(Extracted records)
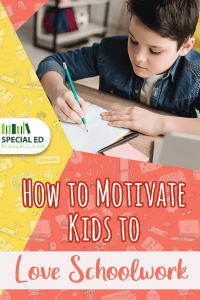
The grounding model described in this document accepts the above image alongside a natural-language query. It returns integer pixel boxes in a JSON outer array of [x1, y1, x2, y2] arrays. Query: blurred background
[[17, 0, 200, 89], [17, 0, 130, 89]]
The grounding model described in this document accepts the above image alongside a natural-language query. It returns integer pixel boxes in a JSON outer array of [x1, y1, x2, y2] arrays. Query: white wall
[[92, 0, 128, 26]]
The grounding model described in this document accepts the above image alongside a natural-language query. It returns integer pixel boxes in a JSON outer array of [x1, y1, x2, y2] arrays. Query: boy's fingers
[[56, 110, 76, 123], [67, 97, 84, 118], [109, 121, 134, 130], [54, 101, 82, 124], [101, 107, 130, 117], [102, 114, 131, 121]]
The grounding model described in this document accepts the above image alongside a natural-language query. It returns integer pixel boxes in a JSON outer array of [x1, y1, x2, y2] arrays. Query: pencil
[[98, 132, 139, 153], [63, 62, 88, 132]]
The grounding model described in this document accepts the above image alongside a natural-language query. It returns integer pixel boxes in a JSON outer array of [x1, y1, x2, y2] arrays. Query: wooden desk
[[66, 83, 173, 162]]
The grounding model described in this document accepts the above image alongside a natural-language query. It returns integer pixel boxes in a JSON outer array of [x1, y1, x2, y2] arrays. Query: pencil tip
[[84, 124, 88, 132]]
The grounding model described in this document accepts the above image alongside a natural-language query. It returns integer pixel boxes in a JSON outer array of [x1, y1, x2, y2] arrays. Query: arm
[[102, 107, 200, 136], [37, 44, 99, 124]]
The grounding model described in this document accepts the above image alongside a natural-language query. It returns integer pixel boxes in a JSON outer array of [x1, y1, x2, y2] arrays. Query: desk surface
[[67, 83, 173, 162]]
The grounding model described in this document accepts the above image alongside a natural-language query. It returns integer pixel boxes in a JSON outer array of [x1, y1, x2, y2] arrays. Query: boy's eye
[[130, 38, 138, 45], [150, 49, 161, 55]]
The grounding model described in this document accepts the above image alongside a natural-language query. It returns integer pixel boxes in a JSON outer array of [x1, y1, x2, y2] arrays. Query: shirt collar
[[167, 56, 181, 83]]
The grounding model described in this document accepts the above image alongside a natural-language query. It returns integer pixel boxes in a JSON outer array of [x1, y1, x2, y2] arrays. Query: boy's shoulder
[[184, 49, 200, 72]]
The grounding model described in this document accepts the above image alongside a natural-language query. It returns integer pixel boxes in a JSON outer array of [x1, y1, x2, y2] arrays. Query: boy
[[37, 0, 200, 136]]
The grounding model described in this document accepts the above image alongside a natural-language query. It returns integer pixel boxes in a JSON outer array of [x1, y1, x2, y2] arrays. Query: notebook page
[[60, 104, 129, 153]]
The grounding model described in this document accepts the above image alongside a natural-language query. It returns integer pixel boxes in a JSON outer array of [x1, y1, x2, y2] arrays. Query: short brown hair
[[126, 0, 199, 50]]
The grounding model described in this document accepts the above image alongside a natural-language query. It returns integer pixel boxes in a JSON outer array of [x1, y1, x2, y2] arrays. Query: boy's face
[[128, 15, 181, 78]]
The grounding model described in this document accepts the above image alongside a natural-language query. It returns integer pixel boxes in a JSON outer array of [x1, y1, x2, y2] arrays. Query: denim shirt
[[37, 36, 200, 118]]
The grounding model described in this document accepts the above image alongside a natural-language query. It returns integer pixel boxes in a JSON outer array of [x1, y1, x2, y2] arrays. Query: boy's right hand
[[51, 90, 88, 124]]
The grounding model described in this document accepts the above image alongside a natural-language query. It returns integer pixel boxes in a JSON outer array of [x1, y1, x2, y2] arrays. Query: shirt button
[[155, 89, 158, 96]]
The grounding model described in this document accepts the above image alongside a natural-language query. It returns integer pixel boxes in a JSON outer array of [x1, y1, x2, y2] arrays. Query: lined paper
[[60, 102, 130, 153]]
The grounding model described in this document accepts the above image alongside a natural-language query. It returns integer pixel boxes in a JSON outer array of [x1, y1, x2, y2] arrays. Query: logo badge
[[0, 118, 51, 154]]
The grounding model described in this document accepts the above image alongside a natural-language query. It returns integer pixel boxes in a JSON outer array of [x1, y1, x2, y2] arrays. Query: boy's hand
[[102, 107, 164, 136], [51, 90, 88, 124]]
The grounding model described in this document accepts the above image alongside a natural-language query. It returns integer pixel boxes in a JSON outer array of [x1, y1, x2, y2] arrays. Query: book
[[60, 102, 130, 153]]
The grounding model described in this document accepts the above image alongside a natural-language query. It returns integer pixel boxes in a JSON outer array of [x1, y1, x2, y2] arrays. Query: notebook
[[104, 143, 149, 162], [60, 102, 130, 153]]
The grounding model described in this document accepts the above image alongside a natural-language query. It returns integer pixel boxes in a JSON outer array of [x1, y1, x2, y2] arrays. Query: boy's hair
[[126, 0, 199, 50]]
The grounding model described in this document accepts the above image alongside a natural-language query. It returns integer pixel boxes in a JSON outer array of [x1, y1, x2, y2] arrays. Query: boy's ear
[[178, 37, 195, 56]]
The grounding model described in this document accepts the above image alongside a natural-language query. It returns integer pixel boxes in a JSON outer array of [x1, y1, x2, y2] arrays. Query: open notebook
[[60, 102, 130, 153]]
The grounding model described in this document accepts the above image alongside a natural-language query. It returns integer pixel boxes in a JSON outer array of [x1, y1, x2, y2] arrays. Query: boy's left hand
[[102, 106, 164, 136]]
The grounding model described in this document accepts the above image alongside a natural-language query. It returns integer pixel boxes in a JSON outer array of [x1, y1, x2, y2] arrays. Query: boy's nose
[[135, 49, 146, 63]]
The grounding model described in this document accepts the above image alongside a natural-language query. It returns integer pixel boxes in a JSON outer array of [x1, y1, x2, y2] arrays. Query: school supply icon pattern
[[0, 0, 72, 251]]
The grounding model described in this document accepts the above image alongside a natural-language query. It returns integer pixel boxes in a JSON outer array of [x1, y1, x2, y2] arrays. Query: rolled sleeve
[[36, 58, 65, 82]]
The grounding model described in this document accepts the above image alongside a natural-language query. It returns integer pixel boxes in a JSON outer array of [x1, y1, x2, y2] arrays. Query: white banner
[[0, 251, 200, 289]]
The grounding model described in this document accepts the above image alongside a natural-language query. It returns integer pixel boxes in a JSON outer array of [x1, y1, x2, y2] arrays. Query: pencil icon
[[63, 62, 88, 132]]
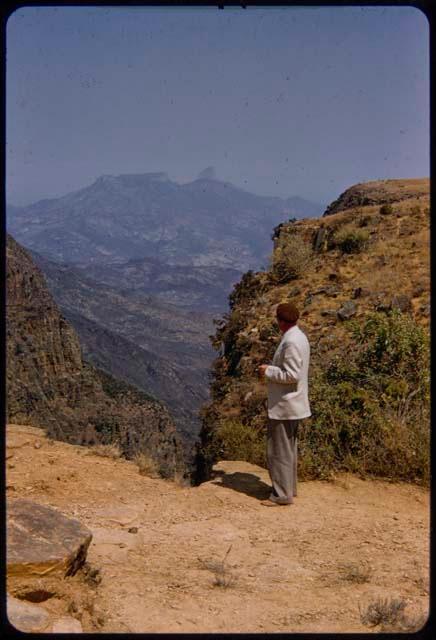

=== Request ===
Format all of the data above as a numbered list, skipping blank lines and leaving the pictures out.

=== Final result ===
1. The grounding model described in this document accepts the above image alongside a natural-language query. It returns integer pixel boxes in a JSON outer array of [x1, y1, x2, y2] arrays. Query: blurred background
2. [[17, 0, 200, 89], [17, 0, 130, 89]]
3. The grounding model described in this document accepts the above image alongside a natural-language query. It returns integer pixel boxes in a JSON outer array of [x1, y1, x2, y2] arrays. Query: white wall
4. [[92, 0, 128, 26]]
5. The grounding model described in this document accepts the above image alongside a natural-language query. It returns integer pixel boxes in a JSON outer array of [x1, y1, x2, y2] arrays. Query: boy's fingers
6. [[56, 110, 76, 123], [67, 97, 84, 118], [109, 121, 134, 130], [54, 101, 82, 124], [101, 107, 130, 117], [102, 114, 131, 121]]
7. The grounding model described in this document accepts the above image alongside a natural-language query. It returns integer pixel boxes in a JSON outer array of [x1, y1, x2, y2] arrays. Query: pencil
8. [[98, 132, 139, 153], [63, 62, 88, 132]]
9. The grounding model described in this document accepts the above image alongside a natural-language query. It returns integer pixel boxes in a JSON outer array of [x1, y1, x2, y2] arrays. Query: wooden desk
10. [[66, 83, 173, 162]]
11. The grounding model described in this document accepts the above image alongside a natural-language query. It returns integer pixel boxes in a JSON outer array of [x1, y1, x2, y2] arrays. Query: pencil tip
12. [[84, 124, 88, 132]]
13. The grounding model described in this document accepts the above image alongside a natural-language query. It returns integer pixel boxes in a JSON outer array of [x1, y1, x2, y2] arrays. Query: arm
14. [[102, 107, 200, 136], [37, 44, 99, 124]]
15. The grounding model described in this document accepts the above image alongside a natural-language query. It returns integer pixel boxes in a JSON outer array of [x1, y1, x2, y2] arrays. Query: desk surface
16. [[67, 83, 173, 162]]
17. The grounding model described in this document accepts the above image alongside a natural-language query. It returns integer pixel boxes in a JSON outer array of [x1, y1, x2, y2] arrays. Query: boy's eye
18. [[130, 38, 138, 45], [150, 49, 161, 55]]
19. The grounding model described in this document accepts the above image alongside a natural-language query. It returns integer pixel boxes in a JSON outer array of [x1, y1, x2, y2] arrays. Query: shirt collar
20. [[167, 56, 181, 83]]
21. The grounding model described in this document accepts the above image alongside a natural-language query. It returns integer pixel boxes in a JSON outer array of [x1, y1, x2, y2] arrays. Query: boy's shoulder
22. [[184, 49, 200, 72]]
23. The grounding model described in this document accepts the above image alongside a natural-language query. It returns integer pixel boxes in a JSON outer array of [x1, y1, x2, y2] arrays. Query: boy
24. [[37, 0, 200, 136]]
25. The grounding model described in this document accepts the above image alongside a natural-language query. It returns integer pixel boxes in a JSON outer array of [x1, y1, x2, y2] arrays. Query: notebook page
26. [[60, 104, 129, 153]]
27. The grounding model described in this document accepts the above image alongside a natural-language query. It returns integer pixel boxes in a JSON outer array of [x1, y1, x2, y2] arrays. Query: short brown hair
28. [[126, 0, 199, 50]]
29. The grounding model described in this document accepts the above image alongside a natural-language query. It returns integer pixel boxes in a JSON outer array of [x1, y1, x2, y2] arrays. Query: boy's face
30. [[128, 15, 181, 78]]
31. The grounding model described in this document accepts the above image alongside a natural-language query. It returns integer pixel boxes in a JSON outer array of [x1, y1, x2, y2] arrays. Query: denim shirt
32. [[37, 36, 200, 118]]
33. The grounding model described in this document accepts the above image alongside a natural-language query. It returns integer pixel boxes in a JSON outer array of [x1, y1, x2, y2] arrays. Query: boy's right hand
34. [[51, 90, 88, 124]]
35. The grounding model described in this document accepts the above image alongside a natural-language query. It returns integer pixel boxes in a JSON outer array of [x1, y1, x2, y2] arrays. Query: shirt button
36. [[155, 89, 158, 96]]
37. The grounding model described in this document accepts the above image alongside a natural-language query. It returns integer pixel boxes in a JSON outer array of [x1, y1, x2, y2] arrays. Query: lined paper
38. [[60, 102, 130, 153]]
39. The grounding model described in this document accepts the above image alongside a natural-language query. It returns integer pixel boxes in a JSON outer array of [x1, y1, x2, y2] arrays. Query: logo badge
40. [[0, 118, 51, 154]]
41. The grounding model described in this document accepts the above image alongside a natural-language query. It returns integer pixel boxes in a JSON outer array of [x1, y1, x2, y2] arrays. Query: boy's hand
42. [[102, 107, 164, 136], [51, 90, 88, 124]]
43. The grounding model described in this document accepts the above image alongside a natural-language query. It returns integer pixel boxes in a JSON outer array of [x1, y1, x2, y2] arrays. Query: book
44. [[60, 102, 130, 153]]
45. The grounding model described in this document accepts the above image alongside a natural-language query. It returns integer pixel boxes in a JSON outer array of [x1, y1, x2, y2] arrays. Query: notebook
46. [[104, 143, 149, 162], [60, 102, 130, 153]]
47. The grounding model described in this document accepts the above image alongside a natural-language query. It returns integer pixel boxes in a JSON outer array of [x1, y1, x2, y2] arrays. Query: boy's hair
48. [[126, 0, 199, 50]]
49. The grounding model described in this document accepts the above image alongside a natural-language query. It returns integer pixel boxes in a JSON outer array of [x1, y1, x2, y2] arrays. Query: boy's ear
50. [[178, 37, 195, 56]]
51. The grounding model described in this document accepts the above image alongside a natural-language query. It returns integer pixel boxes in a JSON outer array of [x1, y1, x2, y2] arrays. Query: open notebook
52. [[60, 102, 130, 153]]
53. The grounding model described in this document accepts the above image alongside a natural-language query. It returns integer pixel boxes in a JSON outer array of [x1, y1, x2, y2] arrays. Query: boy's left hand
54. [[102, 106, 164, 136]]
55. The grounding model described in this document accepts the above image alongside a natural-language query. It returns integer pixel boxes in a JSON outer array of [x1, y1, x2, y2] arrays. Query: boy's nose
56. [[135, 49, 146, 63]]
57. The grounding model described in this document accepts the above image alongside a natural-language query. It returns integer pixel boxes in a JSON outer array of [x1, y1, x2, y2] arrays. Query: school supply icon pattern
58. [[0, 0, 72, 251]]
59. The grounding model described in this document accepts the above image alongside a natural-language query. It returns integer pixel boxes in a JSON outer array of [x1, y1, x2, y2] arrays. Query: rolled sleeve
60. [[36, 58, 65, 82]]
61. The grounding model described in this document accepts the above image alongside a natural-language query. It returns integer pixel boxes in a JSON outer array of [x1, y1, x2, y2] arrays. Query: white banner
62. [[0, 251, 200, 289]]
63. The grounding model described in this document accepts the above image alongside a natural-language query. It returns integer pixel boxes in a JSON outer array of [x1, y1, x2, y2] arrays. Query: pencil icon
64. [[63, 62, 88, 132]]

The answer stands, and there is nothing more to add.